*RECORD LIST*:

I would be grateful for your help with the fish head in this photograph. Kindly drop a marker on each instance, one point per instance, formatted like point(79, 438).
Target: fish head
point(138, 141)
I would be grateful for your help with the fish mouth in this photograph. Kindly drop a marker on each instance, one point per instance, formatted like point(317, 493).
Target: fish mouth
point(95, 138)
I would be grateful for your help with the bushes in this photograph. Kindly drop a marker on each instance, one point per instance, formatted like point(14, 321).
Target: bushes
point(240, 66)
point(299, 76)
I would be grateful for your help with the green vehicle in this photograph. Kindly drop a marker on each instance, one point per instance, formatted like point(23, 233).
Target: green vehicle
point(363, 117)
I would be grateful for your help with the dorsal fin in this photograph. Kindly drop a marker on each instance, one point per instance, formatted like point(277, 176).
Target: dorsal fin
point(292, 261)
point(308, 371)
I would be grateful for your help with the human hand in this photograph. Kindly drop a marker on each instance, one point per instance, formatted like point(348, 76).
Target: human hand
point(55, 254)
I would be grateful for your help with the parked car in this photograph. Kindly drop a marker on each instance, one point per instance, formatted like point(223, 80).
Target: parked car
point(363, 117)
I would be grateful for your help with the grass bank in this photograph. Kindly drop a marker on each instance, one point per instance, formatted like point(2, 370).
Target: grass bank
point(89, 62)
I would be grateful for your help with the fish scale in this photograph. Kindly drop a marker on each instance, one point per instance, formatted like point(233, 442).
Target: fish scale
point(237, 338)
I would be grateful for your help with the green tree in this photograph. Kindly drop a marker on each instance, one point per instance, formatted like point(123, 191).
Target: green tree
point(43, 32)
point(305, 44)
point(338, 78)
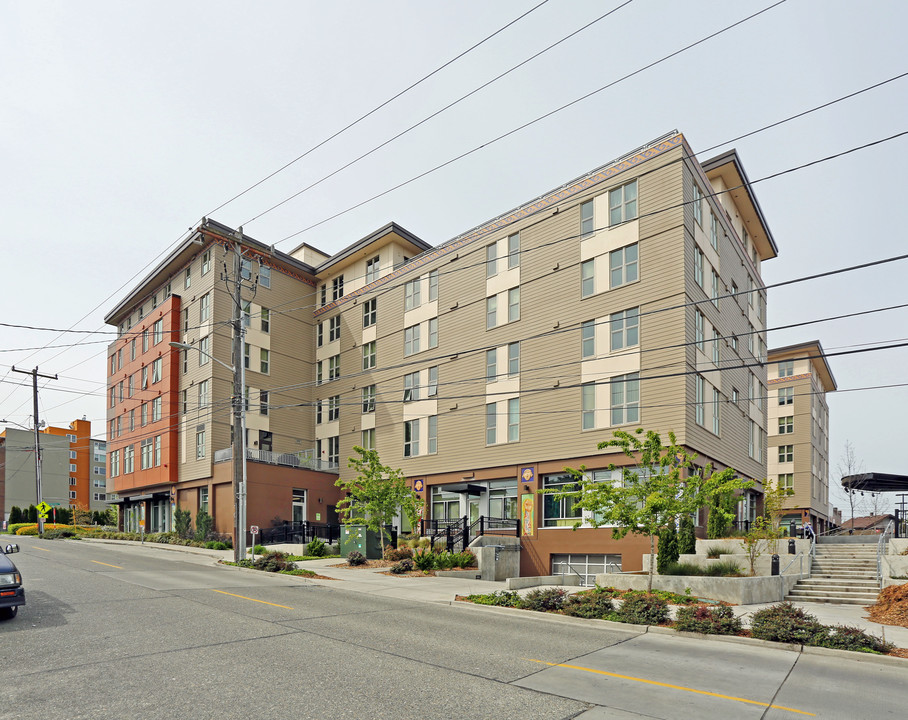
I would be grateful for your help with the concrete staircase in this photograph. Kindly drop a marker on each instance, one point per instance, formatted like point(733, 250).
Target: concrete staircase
point(841, 574)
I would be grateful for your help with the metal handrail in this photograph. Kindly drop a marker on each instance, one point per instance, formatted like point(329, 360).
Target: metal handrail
point(884, 538)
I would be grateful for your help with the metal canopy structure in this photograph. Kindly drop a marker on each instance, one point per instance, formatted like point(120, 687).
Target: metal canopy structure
point(876, 482)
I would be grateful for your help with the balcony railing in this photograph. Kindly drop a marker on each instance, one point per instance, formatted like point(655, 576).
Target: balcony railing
point(303, 459)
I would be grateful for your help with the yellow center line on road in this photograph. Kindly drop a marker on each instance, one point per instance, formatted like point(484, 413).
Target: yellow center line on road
point(264, 602)
point(673, 687)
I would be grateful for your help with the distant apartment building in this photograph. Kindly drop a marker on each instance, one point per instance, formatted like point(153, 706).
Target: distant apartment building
point(629, 297)
point(799, 378)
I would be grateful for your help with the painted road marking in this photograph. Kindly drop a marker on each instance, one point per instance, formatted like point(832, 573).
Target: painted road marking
point(253, 599)
point(674, 687)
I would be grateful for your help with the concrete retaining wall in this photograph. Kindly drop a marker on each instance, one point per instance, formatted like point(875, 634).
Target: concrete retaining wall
point(739, 591)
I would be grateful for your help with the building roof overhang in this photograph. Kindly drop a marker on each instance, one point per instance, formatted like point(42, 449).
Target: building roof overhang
point(728, 166)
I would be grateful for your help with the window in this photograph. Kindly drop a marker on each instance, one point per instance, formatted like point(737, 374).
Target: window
point(411, 340)
point(491, 311)
point(200, 442)
point(513, 304)
point(411, 295)
point(698, 266)
point(697, 204)
point(587, 220)
point(513, 359)
point(491, 365)
point(622, 203)
point(587, 278)
point(491, 423)
point(716, 411)
point(625, 399)
point(513, 250)
point(588, 339)
point(411, 438)
point(432, 439)
point(146, 460)
point(491, 260)
point(625, 329)
point(368, 393)
point(372, 269)
point(369, 313)
point(623, 266)
point(588, 406)
point(411, 387)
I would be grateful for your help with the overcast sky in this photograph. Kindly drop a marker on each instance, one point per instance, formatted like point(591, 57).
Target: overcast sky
point(122, 124)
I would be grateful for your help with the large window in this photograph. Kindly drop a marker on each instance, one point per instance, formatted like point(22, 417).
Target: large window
point(622, 203)
point(625, 399)
point(625, 329)
point(623, 266)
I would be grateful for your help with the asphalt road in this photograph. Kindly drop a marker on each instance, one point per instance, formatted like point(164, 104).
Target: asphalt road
point(129, 632)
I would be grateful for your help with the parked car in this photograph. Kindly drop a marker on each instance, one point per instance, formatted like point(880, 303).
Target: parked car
point(12, 594)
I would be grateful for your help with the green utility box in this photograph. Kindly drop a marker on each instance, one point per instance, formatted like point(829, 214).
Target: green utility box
point(368, 542)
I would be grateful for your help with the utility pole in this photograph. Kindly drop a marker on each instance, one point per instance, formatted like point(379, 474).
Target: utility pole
point(35, 375)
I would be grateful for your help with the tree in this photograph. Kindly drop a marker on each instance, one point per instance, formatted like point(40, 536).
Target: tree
point(376, 494)
point(653, 494)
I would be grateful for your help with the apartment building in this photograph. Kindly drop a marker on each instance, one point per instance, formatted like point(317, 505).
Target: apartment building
point(799, 378)
point(482, 367)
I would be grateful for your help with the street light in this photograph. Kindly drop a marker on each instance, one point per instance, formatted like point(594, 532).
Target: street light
point(239, 449)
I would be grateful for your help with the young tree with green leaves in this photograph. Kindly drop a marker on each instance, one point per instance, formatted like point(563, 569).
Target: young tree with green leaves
point(376, 494)
point(652, 494)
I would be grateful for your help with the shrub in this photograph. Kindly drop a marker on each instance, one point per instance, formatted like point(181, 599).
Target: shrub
point(719, 620)
point(500, 598)
point(786, 623)
point(643, 609)
point(845, 637)
point(316, 548)
point(544, 599)
point(273, 562)
point(714, 551)
point(405, 565)
point(356, 558)
point(594, 605)
point(424, 559)
point(394, 554)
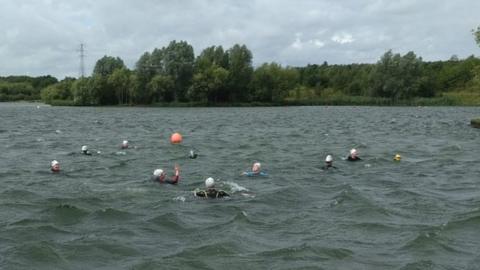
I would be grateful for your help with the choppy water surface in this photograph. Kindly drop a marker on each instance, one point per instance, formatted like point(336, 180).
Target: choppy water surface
point(103, 212)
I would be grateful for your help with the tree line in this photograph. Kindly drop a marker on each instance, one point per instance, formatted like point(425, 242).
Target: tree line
point(15, 88)
point(173, 74)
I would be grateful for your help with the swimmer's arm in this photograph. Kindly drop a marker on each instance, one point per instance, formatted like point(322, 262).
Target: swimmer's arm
point(176, 177)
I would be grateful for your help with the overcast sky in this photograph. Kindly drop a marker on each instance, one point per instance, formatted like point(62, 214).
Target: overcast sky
point(40, 37)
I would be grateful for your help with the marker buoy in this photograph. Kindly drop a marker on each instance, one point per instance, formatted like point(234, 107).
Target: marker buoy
point(176, 138)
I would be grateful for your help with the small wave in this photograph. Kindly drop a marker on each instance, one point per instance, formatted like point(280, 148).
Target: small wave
point(419, 265)
point(111, 214)
point(65, 214)
point(234, 187)
point(306, 251)
point(170, 221)
point(179, 198)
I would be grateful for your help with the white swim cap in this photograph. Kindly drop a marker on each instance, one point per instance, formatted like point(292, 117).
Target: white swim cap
point(209, 183)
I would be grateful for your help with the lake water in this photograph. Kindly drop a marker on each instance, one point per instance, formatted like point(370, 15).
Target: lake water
point(103, 212)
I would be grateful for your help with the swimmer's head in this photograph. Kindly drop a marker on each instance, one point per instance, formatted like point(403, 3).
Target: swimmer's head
point(256, 167)
point(209, 182)
point(55, 166)
point(158, 172)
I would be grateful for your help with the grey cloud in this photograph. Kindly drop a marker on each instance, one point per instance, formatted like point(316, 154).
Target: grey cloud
point(42, 37)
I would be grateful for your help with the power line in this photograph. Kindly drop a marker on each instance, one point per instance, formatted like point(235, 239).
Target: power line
point(82, 60)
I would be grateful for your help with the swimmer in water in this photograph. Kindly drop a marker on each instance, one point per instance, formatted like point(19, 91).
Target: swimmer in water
point(211, 192)
point(256, 170)
point(160, 176)
point(85, 151)
point(55, 166)
point(328, 163)
point(193, 154)
point(353, 155)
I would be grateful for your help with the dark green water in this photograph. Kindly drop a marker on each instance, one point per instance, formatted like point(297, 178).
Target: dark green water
point(103, 212)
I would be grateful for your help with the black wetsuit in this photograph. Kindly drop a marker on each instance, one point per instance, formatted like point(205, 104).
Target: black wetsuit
point(172, 181)
point(211, 193)
point(350, 158)
point(328, 165)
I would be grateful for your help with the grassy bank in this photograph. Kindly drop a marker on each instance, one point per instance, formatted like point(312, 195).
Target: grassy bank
point(447, 99)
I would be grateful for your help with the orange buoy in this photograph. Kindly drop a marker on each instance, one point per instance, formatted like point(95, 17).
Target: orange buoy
point(176, 138)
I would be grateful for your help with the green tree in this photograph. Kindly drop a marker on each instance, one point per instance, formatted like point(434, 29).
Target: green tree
point(161, 88)
point(107, 65)
point(83, 94)
point(59, 91)
point(208, 84)
point(397, 77)
point(272, 83)
point(476, 34)
point(178, 59)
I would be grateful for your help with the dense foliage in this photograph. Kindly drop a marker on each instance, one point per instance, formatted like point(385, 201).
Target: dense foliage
point(173, 74)
point(15, 88)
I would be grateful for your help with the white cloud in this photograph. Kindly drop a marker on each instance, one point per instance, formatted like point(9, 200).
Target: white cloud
point(42, 37)
point(343, 38)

*EXERCISE BRIEF*: Starting at the first line of the entries and stopping after the line that contains "point(308, 371)", rewrite those lines as a JSON list of strings, one string per line, with blank lines left out.

*WRITTEN REPLY*:
[
  "I would be grateful for your help with the fish head in this photograph. Kindly drop a marker on each instance, one point per instance, formatted like point(79, 438).",
  "Target: fish head",
  "point(138, 141)",
  "I would be grateful for your help with the fish mouth in this photograph. Kindly drop a marker on each instance, one point per instance, formatted like point(317, 493).",
  "Target: fish mouth",
  "point(95, 138)",
  "I would be grateful for your help with the bushes in this photograph. Kindly drop a marker on each instance, one point per instance, formatted like point(14, 321).",
  "Target: bushes",
  "point(240, 66)",
  "point(299, 76)",
  "I would be grateful for your help with the green vehicle in this photograph. Kindly drop a marker on each instance, one point per instance, formatted like point(23, 233).",
  "Target: green vehicle",
  "point(363, 117)",
  "I would be grateful for your help with the dorsal fin in this photograph. Kindly drop a marker on each instance, one point per instance, formatted like point(277, 176).",
  "Target: dorsal fin",
  "point(292, 261)",
  "point(308, 371)"
]